## Do this
Pick out every line in the items below that contains the string "running", and copy each of those lines in full. Case counts, so a line where the letters are capitalized differently does not match.

* START *

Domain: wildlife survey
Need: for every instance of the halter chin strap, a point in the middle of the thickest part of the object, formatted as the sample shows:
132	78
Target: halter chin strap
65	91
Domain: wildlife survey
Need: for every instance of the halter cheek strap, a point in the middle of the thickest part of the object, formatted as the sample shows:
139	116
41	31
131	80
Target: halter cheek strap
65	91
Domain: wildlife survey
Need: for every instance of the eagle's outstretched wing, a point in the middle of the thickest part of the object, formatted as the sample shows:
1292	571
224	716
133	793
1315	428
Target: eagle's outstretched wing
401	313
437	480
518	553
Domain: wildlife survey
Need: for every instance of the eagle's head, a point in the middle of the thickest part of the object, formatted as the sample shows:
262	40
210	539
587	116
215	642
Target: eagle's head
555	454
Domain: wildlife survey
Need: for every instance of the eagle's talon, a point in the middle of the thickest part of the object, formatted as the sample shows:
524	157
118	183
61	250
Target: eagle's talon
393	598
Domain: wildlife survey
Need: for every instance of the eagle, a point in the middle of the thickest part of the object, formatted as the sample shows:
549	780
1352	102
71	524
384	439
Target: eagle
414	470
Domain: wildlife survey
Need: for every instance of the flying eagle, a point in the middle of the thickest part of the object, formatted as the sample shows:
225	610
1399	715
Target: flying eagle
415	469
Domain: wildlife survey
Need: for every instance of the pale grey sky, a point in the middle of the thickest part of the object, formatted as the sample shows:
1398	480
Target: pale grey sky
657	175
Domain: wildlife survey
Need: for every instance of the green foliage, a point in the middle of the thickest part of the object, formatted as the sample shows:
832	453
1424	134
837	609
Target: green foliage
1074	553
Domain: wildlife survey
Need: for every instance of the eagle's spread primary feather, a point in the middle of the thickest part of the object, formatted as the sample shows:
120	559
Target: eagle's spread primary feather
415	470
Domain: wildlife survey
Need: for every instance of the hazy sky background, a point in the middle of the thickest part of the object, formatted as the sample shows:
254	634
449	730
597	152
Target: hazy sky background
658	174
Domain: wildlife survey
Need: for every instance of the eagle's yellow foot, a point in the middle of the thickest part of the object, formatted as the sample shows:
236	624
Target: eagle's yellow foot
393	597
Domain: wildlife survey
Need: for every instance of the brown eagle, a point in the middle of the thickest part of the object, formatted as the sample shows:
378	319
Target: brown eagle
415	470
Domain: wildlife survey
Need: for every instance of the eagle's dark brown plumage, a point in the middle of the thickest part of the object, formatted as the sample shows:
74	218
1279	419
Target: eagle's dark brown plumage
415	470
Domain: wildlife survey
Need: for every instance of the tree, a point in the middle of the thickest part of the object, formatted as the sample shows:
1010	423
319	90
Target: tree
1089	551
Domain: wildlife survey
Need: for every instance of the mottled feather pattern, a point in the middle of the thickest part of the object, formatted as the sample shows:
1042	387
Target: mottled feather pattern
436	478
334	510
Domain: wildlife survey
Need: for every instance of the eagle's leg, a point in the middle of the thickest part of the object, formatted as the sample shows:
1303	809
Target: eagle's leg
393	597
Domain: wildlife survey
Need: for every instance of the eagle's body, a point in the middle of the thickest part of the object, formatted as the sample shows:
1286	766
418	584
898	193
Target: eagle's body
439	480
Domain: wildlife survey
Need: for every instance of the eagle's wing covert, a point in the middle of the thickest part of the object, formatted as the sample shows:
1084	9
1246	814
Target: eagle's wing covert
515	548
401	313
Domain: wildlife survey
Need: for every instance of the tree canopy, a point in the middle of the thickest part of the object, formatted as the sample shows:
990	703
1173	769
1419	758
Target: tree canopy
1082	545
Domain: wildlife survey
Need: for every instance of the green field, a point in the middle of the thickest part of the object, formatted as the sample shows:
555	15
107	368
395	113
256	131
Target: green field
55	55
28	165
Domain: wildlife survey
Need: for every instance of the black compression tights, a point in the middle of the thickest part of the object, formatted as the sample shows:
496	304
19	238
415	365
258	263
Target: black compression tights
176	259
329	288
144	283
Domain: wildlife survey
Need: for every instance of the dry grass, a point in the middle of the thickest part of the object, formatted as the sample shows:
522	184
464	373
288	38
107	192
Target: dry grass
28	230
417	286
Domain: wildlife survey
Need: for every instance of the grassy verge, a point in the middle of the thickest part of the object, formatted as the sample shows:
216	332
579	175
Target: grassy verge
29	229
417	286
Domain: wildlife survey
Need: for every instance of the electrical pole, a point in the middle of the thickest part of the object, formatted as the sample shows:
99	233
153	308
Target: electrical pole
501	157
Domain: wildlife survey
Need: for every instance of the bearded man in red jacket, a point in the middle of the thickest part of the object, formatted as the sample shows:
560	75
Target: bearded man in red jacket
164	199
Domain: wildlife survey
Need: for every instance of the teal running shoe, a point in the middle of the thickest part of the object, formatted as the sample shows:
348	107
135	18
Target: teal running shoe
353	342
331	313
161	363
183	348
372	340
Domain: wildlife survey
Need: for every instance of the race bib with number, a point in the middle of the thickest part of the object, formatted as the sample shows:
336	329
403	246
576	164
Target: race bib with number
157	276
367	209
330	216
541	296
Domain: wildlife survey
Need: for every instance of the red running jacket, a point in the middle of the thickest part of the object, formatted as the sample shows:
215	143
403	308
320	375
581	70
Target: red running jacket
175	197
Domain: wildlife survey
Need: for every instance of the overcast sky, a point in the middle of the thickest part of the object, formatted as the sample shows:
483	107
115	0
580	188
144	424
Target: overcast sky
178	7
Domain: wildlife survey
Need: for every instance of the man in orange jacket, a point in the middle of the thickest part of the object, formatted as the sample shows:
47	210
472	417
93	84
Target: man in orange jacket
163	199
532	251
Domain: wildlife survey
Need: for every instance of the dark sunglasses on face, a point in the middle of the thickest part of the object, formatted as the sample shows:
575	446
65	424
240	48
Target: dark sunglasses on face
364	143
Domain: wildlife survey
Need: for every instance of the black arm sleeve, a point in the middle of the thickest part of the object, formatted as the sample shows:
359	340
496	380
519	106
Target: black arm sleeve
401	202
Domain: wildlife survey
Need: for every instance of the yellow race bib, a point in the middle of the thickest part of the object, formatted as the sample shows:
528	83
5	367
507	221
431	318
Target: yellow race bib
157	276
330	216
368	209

* END *

## Written solution
Need: for every instance of the teal running shoe, a point in the middle of the thickest part of the object, formatted as the sample shows:
Target: teal running shoe
Need: for every instance of the red running jacket, a point in the middle of the thickest part of the object, formatted as the sample shows:
Target: red running jacket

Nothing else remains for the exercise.